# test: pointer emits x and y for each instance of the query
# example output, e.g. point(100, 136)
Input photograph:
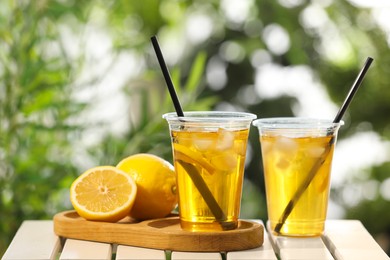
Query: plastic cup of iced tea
point(297, 160)
point(209, 150)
□ □ □
WHAT THIS TASK INVOLVES:
Repeat the entries verbatim; no pictures.

EXERCISE ANSWER:
# test: pointer emits x and y for each instance of the query
# example output, e.g. point(100, 136)
Input photograph:
Query: plastic cup of iced tea
point(297, 160)
point(209, 150)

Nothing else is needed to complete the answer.